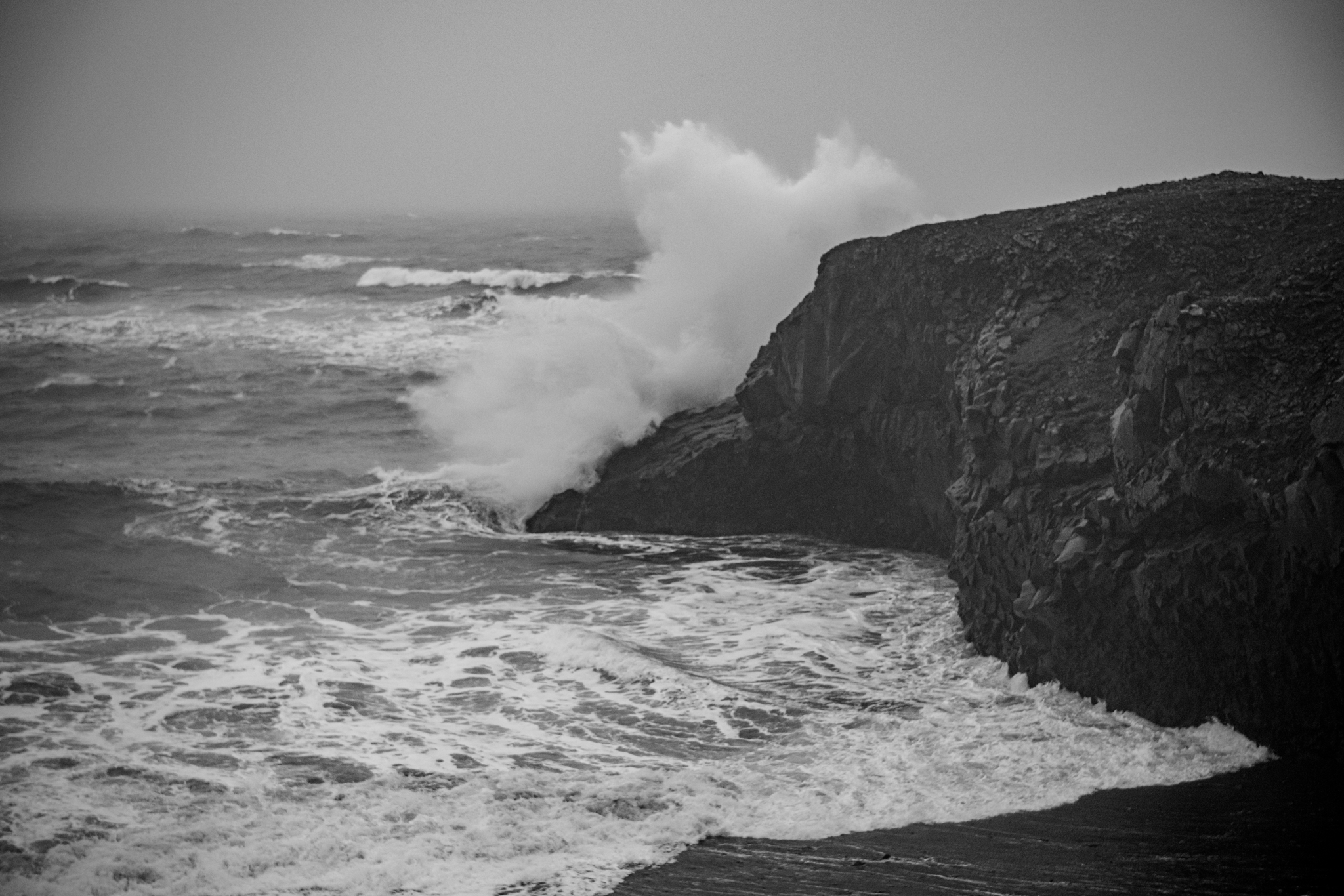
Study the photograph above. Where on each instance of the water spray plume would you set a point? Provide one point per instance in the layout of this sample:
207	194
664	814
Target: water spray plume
561	383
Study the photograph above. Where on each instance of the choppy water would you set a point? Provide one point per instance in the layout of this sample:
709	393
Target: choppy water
253	645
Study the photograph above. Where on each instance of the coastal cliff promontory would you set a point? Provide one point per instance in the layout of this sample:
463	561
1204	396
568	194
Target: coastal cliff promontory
1122	419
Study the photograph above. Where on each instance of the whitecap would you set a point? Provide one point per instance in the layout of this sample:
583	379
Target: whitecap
514	278
68	379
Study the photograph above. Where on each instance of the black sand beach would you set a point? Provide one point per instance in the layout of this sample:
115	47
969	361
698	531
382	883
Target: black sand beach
1268	829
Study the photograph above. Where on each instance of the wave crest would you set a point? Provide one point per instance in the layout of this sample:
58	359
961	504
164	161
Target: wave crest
549	394
497	278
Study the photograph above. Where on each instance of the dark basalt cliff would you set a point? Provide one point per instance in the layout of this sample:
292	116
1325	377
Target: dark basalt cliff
1122	419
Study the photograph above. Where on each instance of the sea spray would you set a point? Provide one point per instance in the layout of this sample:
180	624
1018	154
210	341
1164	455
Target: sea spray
539	402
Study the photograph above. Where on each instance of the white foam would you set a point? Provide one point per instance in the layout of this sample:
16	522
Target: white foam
423	335
570	727
515	278
68	379
314	261
542	399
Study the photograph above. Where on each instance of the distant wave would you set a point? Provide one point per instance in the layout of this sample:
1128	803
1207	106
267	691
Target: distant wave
68	379
314	261
273	233
33	288
499	278
284	233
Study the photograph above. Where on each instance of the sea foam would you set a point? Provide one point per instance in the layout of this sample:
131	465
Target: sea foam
515	278
539	402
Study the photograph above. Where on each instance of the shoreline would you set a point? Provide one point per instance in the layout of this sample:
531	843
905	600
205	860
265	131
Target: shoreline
1267	829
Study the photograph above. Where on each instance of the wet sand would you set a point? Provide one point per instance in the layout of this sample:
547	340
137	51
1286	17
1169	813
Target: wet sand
1270	829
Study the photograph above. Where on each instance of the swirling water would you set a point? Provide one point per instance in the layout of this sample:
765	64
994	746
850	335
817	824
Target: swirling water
253	645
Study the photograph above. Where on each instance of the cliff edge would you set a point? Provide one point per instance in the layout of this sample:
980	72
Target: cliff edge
1120	418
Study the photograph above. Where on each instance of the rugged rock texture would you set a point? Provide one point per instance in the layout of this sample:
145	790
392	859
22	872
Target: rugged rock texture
1122	418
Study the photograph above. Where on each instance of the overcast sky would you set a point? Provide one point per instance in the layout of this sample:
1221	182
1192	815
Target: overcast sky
436	106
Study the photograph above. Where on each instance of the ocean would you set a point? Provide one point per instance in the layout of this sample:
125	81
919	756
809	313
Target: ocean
259	634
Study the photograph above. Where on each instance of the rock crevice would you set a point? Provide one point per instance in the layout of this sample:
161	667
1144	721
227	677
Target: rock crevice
1122	419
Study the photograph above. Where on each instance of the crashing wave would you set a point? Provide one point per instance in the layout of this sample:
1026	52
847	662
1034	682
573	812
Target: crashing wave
314	261
33	288
516	278
496	277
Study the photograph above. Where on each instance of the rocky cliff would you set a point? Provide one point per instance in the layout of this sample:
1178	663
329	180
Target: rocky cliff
1120	418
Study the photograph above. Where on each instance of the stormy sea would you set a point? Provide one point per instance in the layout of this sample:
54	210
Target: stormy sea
270	622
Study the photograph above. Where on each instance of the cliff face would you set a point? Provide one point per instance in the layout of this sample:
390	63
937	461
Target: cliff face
1122	419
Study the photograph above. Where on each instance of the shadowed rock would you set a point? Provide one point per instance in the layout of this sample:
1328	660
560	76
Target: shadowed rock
1122	419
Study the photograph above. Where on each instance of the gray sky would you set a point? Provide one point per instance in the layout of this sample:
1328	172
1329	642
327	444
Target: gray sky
438	106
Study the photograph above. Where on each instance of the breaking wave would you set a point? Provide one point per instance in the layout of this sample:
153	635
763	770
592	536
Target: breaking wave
561	383
33	288
494	277
314	261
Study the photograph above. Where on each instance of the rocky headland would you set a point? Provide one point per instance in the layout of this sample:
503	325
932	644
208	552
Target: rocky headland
1122	419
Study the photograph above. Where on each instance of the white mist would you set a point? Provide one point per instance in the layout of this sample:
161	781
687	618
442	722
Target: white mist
539	402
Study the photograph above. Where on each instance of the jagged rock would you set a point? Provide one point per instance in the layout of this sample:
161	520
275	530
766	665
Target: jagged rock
1120	418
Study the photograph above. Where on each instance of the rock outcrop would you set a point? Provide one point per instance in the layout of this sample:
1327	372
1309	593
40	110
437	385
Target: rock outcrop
1122	419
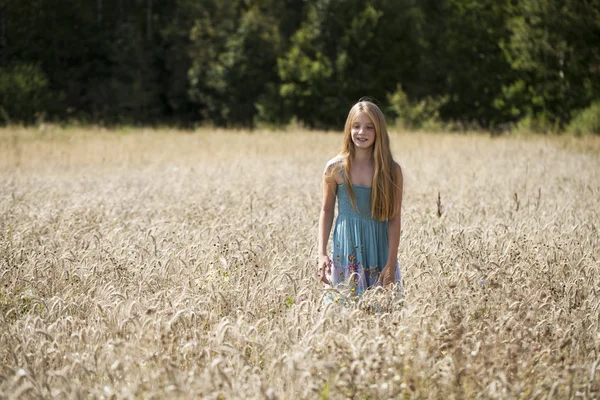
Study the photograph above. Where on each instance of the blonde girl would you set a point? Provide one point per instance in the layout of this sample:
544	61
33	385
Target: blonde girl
367	183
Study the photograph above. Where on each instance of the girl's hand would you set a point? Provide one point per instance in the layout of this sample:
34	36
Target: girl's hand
386	277
324	268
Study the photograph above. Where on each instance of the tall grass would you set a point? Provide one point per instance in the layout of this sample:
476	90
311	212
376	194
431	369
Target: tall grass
153	263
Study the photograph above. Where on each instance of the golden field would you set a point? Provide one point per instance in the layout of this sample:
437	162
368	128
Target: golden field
147	263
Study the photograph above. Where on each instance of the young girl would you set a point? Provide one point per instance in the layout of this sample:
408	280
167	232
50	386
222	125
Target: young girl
368	185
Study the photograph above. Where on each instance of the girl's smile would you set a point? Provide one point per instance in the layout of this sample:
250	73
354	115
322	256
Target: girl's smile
363	131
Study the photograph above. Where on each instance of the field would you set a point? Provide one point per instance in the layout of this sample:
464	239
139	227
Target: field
169	264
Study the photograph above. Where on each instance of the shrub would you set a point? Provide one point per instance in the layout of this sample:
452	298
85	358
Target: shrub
23	93
423	114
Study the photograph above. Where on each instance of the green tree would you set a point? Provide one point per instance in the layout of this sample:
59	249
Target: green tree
551	49
345	50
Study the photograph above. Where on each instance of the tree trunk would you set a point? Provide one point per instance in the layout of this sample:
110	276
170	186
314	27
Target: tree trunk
99	3
2	28
149	21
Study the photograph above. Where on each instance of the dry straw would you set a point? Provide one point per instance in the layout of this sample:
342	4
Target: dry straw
180	265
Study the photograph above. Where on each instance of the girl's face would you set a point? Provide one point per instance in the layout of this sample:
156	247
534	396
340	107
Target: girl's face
363	131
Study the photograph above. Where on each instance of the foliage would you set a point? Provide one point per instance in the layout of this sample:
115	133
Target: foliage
134	269
268	62
23	93
416	115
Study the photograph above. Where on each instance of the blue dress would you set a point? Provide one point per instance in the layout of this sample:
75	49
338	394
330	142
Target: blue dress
360	243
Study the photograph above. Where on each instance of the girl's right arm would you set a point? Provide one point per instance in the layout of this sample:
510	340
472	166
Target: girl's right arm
325	223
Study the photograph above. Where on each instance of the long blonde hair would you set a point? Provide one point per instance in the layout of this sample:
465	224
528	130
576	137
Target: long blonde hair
384	188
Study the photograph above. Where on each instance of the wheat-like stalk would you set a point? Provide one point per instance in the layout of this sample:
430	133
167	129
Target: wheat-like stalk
169	264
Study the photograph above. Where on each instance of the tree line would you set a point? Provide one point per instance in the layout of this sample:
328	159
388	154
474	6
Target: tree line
243	63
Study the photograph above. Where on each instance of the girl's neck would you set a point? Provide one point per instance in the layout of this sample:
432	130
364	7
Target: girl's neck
363	156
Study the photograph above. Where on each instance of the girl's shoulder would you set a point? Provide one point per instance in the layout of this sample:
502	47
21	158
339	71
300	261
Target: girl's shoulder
336	163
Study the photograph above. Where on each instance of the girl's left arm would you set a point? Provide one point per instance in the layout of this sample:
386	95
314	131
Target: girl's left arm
394	229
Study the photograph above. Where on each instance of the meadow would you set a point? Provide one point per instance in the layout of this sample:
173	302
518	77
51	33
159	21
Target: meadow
149	263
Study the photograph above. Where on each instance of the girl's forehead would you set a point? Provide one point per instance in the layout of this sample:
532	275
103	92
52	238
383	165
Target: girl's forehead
363	117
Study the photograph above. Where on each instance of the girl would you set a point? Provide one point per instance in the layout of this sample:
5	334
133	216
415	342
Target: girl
368	185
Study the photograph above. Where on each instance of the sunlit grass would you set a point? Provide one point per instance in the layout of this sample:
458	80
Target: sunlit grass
145	262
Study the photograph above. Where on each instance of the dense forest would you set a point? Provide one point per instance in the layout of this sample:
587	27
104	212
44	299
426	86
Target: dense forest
458	64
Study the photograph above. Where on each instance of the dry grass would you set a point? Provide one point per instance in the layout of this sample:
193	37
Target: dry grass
176	264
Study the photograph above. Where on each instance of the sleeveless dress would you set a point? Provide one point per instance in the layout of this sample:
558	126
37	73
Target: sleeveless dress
360	243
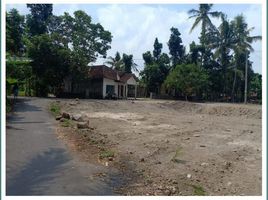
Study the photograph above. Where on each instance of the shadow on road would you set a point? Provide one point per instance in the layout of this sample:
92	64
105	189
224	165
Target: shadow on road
40	170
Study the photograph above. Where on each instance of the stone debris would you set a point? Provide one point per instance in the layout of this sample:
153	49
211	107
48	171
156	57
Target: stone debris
82	125
65	115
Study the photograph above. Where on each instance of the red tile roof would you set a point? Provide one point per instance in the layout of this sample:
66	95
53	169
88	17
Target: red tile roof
102	71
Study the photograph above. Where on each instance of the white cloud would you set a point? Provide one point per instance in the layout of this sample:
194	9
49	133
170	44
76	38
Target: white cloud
134	28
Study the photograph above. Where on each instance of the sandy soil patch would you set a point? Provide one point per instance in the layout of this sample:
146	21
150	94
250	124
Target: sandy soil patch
175	147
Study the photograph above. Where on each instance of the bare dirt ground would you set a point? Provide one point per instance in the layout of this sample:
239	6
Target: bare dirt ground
173	147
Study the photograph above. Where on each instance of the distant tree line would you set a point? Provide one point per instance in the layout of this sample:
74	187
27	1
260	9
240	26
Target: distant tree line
42	49
53	46
212	70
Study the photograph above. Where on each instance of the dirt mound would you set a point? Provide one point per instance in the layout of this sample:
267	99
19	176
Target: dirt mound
219	109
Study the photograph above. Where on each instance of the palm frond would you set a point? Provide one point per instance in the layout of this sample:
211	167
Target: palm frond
193	12
197	21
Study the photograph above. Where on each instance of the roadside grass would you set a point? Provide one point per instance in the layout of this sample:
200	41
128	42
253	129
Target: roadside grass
54	108
106	154
198	190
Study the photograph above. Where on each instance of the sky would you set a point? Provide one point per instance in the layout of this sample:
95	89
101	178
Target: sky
134	27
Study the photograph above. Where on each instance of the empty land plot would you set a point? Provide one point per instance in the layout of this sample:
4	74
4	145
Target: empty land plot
179	148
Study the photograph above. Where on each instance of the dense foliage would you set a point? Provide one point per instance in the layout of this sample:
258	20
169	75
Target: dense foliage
43	49
57	46
219	61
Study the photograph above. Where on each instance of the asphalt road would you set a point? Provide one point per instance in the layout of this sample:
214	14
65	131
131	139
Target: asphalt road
37	163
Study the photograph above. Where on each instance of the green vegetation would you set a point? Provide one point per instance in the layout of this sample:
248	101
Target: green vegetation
106	154
215	68
55	108
189	79
42	49
198	190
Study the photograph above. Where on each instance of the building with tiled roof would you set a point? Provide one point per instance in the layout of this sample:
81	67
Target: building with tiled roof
105	82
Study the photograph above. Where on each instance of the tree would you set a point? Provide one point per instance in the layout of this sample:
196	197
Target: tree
66	46
148	58
14	32
194	53
51	63
157	49
176	49
222	40
188	79
202	16
256	85
38	19
242	48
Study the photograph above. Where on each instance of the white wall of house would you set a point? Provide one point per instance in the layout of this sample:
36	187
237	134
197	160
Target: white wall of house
107	81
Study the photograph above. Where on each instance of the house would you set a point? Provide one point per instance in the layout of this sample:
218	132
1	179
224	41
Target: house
104	82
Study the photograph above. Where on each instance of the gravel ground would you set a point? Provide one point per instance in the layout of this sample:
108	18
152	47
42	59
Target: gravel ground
172	147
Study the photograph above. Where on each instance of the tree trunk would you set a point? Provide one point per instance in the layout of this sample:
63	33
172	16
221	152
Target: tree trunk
234	82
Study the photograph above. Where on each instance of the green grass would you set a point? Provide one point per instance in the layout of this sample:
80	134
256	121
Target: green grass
106	154
67	123
55	109
198	190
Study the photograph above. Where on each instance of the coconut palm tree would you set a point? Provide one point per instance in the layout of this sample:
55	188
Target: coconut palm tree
243	42
222	40
202	16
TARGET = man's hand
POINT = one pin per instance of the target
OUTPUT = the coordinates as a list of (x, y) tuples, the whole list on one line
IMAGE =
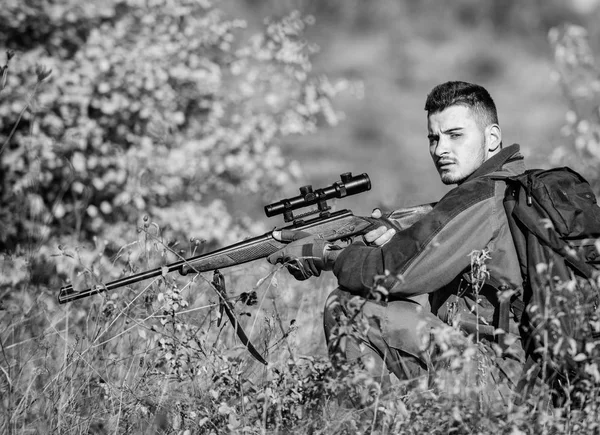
[(381, 235), (304, 256)]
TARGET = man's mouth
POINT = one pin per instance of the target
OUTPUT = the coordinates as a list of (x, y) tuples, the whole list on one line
[(444, 164)]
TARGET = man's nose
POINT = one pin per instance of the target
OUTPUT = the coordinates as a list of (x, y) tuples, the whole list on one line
[(441, 147)]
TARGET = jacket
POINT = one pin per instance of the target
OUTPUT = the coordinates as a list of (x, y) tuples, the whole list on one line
[(433, 255)]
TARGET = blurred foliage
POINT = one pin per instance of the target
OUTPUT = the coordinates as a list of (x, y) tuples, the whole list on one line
[(579, 77), (152, 107)]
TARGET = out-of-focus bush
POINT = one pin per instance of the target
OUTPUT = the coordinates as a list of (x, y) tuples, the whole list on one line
[(152, 107), (579, 77)]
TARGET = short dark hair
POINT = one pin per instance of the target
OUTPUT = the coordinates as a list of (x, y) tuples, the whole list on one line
[(476, 97)]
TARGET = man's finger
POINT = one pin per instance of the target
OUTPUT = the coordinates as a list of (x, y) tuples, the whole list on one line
[(373, 235), (385, 237), (287, 236)]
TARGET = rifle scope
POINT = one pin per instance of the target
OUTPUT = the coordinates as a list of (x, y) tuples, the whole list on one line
[(349, 185)]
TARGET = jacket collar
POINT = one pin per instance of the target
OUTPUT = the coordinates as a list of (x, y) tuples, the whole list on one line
[(498, 163)]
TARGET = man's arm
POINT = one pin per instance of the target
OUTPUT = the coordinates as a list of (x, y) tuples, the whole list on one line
[(429, 254)]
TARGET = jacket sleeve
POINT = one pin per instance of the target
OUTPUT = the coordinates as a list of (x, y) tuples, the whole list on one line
[(430, 253)]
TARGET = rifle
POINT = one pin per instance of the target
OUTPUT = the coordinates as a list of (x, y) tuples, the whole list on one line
[(332, 226)]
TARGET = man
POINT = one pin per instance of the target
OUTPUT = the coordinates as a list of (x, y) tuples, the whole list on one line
[(424, 269)]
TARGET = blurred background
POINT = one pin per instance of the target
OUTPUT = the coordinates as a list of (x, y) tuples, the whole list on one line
[(399, 50)]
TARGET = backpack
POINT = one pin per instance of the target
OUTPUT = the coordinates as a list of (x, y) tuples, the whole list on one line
[(554, 220)]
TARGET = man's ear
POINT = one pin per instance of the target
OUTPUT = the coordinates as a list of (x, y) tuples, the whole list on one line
[(493, 137)]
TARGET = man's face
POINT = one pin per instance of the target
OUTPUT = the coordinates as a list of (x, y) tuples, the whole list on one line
[(457, 144)]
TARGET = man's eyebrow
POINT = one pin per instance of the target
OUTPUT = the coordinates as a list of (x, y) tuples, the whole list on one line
[(452, 130)]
┄┄┄┄┄┄┄┄┄┄
Give exactly the lines from the one with "TARGET = jacket collar" to the end of the entries, nothing before them.

TARGET = jacket collar
POINT = one pin per instance of the target
OUTPUT = the coordinates as a list of (x, y) tuples, the whole list on one line
[(498, 163)]
TARGET = man's arm
POINT = one pin per instance of the target
OUTPUT = the coordinates as a list of (x, y) tuples, the whole list on one line
[(429, 254)]
TARGET = jacket sleeve
POINT = one pin per instance of the target
OUTPUT = the coordinates as a list of (x, y) tuples, the whole list on one line
[(430, 253)]
TARGET = rifle
POINT = one pin per instance of the target
OUTPUT = the coordinates as a list of (x, y) tuples, the whole list on one line
[(332, 226)]
TARGET = man
POINT = one pin per instance of the target
OUTPUT = the coordinates as a list of (x, y) tuples, the whole list on one line
[(424, 269)]
TARGET = blurred background
POINT = one pin per instance of the target
OUTPUT = the coordinates as a list of (x, y) tuples, the whole list on one line
[(399, 50)]
TARGET = backpack
POINT = one pin per instance of the target
OUTPUT = the coordinates as a list of (x, y) tuples, the whole list on one line
[(554, 220)]
TARGET = man's ear
POINT = one pin per instance of the target
OUTPUT = the coordinates as a list of (x, y) tuples, the whole list on one line
[(493, 137)]
TARGET = man's face
POINT = one pin per instance of the target
OUTPUT = the coordinates as a list of (x, y) tuples, the whole list on one line
[(457, 144)]
TARGET = man's eyebrow
POINT = one pin per instance of the target
OUTPUT = the coordinates as a list of (x, y) tuples, the whole list on one line
[(452, 130)]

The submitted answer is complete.